* Start Data for processing *

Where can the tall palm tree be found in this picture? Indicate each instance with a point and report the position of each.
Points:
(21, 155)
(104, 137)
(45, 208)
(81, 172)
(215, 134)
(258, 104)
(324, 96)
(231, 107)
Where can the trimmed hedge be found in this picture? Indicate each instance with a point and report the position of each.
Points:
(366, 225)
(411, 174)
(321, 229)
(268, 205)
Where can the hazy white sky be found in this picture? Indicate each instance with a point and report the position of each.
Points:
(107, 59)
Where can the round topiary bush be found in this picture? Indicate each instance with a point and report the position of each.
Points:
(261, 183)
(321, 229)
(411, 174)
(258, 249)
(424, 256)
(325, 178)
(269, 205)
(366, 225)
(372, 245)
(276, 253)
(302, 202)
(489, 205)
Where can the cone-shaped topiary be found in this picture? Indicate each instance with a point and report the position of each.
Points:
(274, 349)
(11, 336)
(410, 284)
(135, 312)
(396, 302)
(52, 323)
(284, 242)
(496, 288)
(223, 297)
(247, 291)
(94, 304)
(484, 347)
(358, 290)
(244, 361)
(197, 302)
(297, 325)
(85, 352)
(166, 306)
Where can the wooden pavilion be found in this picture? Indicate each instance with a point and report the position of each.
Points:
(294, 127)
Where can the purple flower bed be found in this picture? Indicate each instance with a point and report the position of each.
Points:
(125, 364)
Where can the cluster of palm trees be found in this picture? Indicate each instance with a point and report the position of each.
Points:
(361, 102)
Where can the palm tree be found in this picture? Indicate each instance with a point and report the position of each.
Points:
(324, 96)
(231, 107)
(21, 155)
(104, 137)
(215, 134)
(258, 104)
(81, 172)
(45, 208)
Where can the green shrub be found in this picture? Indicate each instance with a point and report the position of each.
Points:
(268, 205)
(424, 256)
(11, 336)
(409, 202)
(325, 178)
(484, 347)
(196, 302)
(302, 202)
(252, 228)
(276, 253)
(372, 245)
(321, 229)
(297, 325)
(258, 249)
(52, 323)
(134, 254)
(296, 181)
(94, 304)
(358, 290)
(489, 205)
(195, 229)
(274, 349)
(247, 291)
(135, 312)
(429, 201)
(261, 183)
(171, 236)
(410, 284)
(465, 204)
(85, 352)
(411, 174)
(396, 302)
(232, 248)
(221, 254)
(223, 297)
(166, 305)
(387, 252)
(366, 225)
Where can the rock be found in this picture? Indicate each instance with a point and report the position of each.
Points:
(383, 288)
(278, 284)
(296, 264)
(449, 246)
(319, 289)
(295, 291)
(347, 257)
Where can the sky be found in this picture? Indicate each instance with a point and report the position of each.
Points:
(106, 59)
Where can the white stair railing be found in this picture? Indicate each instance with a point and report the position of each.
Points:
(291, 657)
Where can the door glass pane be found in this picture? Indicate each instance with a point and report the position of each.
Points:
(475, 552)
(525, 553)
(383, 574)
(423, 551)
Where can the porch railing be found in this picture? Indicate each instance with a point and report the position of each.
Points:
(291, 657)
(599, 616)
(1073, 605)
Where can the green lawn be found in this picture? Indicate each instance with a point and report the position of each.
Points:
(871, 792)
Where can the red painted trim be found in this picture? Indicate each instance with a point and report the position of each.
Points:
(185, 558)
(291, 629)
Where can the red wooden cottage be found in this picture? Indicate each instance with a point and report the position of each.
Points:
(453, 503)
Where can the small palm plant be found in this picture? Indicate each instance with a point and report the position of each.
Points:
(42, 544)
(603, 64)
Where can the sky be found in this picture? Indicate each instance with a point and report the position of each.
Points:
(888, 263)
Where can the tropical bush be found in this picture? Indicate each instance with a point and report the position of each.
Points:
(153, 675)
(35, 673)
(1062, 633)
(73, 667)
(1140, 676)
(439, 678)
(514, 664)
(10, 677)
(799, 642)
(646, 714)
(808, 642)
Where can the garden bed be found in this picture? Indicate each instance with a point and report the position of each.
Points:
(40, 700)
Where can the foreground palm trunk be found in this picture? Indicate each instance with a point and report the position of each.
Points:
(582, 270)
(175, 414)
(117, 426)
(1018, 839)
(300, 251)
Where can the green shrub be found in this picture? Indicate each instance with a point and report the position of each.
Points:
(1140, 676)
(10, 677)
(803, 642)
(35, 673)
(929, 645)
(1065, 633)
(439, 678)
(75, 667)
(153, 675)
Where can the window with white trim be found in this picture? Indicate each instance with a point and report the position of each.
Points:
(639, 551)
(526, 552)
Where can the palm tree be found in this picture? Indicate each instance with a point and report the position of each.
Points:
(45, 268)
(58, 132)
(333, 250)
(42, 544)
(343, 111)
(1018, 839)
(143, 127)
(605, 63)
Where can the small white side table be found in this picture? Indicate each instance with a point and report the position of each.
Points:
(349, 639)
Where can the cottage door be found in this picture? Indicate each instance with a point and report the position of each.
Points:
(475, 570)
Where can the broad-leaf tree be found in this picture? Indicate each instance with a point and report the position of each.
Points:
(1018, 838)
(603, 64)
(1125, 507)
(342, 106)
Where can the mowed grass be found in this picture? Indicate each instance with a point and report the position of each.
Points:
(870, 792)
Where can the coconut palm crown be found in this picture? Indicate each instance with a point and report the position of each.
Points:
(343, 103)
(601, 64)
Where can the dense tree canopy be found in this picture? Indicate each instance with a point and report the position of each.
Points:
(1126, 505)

* End Data for processing *
* Start Data for processing *

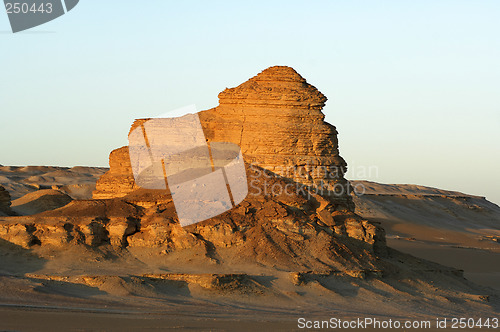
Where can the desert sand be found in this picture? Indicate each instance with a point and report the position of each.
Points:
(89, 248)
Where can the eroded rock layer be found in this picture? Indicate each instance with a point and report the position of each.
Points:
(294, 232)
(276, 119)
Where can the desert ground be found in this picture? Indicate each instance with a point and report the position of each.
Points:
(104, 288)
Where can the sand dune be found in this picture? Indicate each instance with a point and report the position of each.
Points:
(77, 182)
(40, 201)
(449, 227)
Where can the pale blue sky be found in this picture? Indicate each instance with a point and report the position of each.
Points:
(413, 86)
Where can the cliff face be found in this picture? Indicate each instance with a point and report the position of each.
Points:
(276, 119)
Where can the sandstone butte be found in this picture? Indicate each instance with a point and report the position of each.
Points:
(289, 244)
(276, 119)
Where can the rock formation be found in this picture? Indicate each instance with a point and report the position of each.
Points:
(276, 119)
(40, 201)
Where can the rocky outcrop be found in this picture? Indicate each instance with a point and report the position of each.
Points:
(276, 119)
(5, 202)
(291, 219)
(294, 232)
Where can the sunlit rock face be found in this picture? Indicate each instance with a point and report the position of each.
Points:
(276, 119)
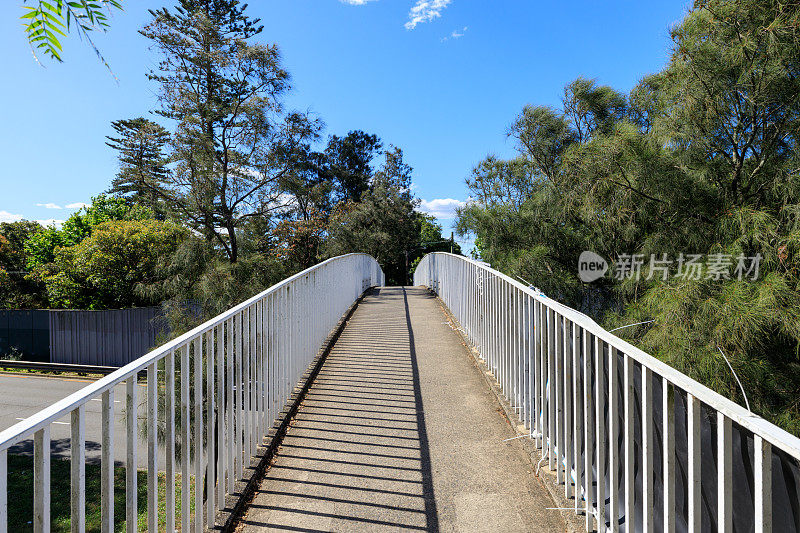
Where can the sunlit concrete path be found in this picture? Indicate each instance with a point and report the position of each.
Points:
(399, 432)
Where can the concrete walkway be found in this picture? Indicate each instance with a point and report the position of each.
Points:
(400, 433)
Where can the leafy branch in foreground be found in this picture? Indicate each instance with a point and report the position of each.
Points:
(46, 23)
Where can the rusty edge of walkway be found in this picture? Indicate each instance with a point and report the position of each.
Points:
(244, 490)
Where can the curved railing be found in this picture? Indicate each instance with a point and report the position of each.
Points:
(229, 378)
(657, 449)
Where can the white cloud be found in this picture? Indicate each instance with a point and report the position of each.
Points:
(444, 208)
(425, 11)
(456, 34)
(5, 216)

* End Data for processing *
* Start Data for processing *

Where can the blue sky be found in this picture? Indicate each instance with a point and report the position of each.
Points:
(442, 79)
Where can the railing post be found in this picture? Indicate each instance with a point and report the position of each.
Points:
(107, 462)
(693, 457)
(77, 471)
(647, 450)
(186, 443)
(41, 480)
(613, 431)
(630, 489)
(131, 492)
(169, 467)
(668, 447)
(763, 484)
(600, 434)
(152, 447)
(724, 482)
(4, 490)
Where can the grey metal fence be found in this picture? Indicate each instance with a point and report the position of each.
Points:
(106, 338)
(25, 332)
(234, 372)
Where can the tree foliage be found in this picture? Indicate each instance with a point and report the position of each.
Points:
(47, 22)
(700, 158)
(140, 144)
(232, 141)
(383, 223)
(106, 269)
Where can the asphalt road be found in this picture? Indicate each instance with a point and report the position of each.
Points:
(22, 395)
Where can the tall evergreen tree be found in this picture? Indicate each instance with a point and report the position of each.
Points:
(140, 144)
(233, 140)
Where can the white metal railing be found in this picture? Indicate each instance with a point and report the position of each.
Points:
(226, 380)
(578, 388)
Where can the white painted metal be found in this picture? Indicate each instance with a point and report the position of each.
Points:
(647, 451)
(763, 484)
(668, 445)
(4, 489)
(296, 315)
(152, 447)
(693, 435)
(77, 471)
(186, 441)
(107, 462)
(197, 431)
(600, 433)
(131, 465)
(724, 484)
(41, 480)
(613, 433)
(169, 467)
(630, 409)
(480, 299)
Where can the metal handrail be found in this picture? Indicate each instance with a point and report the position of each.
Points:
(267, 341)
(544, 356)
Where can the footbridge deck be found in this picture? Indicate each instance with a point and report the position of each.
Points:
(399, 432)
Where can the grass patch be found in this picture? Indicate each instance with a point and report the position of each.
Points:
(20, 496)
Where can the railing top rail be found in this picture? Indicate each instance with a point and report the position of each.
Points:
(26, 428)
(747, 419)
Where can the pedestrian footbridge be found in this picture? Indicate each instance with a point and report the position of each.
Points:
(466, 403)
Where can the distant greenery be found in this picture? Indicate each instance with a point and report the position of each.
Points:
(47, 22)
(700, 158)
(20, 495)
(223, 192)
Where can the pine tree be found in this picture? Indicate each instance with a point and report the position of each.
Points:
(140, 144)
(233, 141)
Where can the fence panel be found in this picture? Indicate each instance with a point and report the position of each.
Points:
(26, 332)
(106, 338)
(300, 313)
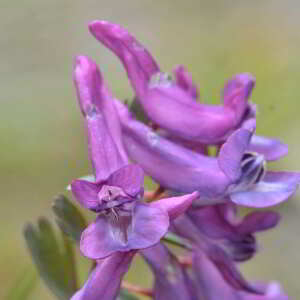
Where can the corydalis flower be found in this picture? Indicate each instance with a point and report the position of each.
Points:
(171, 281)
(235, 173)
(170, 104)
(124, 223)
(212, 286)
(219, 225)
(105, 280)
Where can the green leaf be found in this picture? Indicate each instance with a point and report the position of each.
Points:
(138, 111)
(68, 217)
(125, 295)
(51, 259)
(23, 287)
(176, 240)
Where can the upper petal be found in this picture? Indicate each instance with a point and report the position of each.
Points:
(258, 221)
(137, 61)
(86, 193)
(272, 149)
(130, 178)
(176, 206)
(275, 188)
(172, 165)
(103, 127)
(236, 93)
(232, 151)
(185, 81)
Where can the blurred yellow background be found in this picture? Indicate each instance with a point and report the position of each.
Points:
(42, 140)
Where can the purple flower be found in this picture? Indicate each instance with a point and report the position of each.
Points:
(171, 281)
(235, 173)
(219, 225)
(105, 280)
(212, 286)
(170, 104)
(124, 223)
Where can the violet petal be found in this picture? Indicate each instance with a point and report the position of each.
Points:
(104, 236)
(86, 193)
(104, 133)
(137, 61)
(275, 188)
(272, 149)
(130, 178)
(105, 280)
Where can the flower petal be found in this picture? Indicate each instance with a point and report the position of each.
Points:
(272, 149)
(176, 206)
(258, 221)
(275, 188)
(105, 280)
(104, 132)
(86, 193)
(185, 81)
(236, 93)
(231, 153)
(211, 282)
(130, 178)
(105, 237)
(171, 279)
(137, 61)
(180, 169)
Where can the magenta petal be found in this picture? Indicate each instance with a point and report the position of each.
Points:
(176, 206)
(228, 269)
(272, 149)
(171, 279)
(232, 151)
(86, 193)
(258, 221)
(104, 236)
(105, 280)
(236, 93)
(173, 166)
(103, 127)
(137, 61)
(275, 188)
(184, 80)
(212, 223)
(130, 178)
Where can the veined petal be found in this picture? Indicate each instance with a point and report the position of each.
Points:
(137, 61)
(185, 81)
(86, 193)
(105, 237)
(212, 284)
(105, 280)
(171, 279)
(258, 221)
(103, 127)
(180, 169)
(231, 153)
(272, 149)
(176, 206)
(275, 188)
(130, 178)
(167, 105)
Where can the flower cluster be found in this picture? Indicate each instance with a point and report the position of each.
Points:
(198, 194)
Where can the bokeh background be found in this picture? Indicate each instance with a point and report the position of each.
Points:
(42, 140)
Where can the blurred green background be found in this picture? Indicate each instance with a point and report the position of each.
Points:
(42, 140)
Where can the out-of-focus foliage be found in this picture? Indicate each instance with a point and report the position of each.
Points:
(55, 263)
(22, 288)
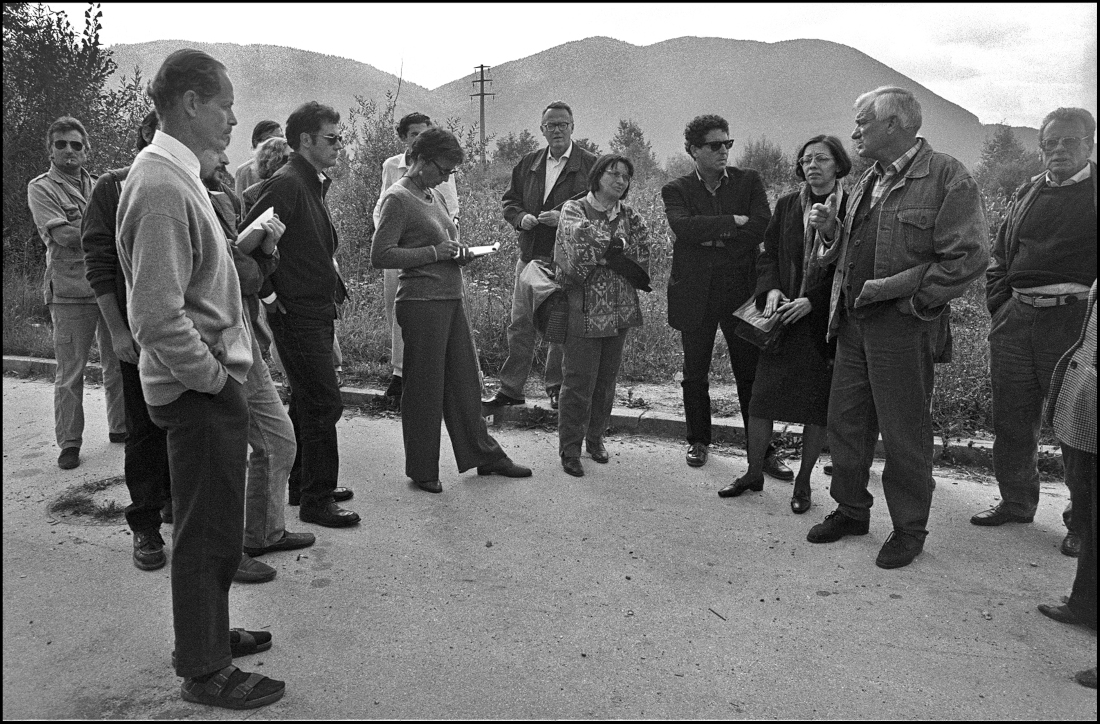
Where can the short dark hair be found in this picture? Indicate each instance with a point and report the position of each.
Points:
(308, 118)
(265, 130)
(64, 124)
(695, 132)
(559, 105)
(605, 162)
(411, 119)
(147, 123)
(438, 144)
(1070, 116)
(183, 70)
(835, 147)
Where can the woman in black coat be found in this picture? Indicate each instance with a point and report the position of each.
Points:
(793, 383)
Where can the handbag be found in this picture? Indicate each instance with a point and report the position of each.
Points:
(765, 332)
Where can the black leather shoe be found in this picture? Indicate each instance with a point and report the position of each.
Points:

* End Data for processing *

Goal —
From the listing above, pull out every line that contains the word "sunlit". Copy those lines without changes, in their original order.

Task solution —
Where can the sunlit rock face be found in this picture? Indicate each instance with a point and report the position of each.
Where can the sunlit concrete path be found in this picture? Indicate each instance with a point and report the position of each.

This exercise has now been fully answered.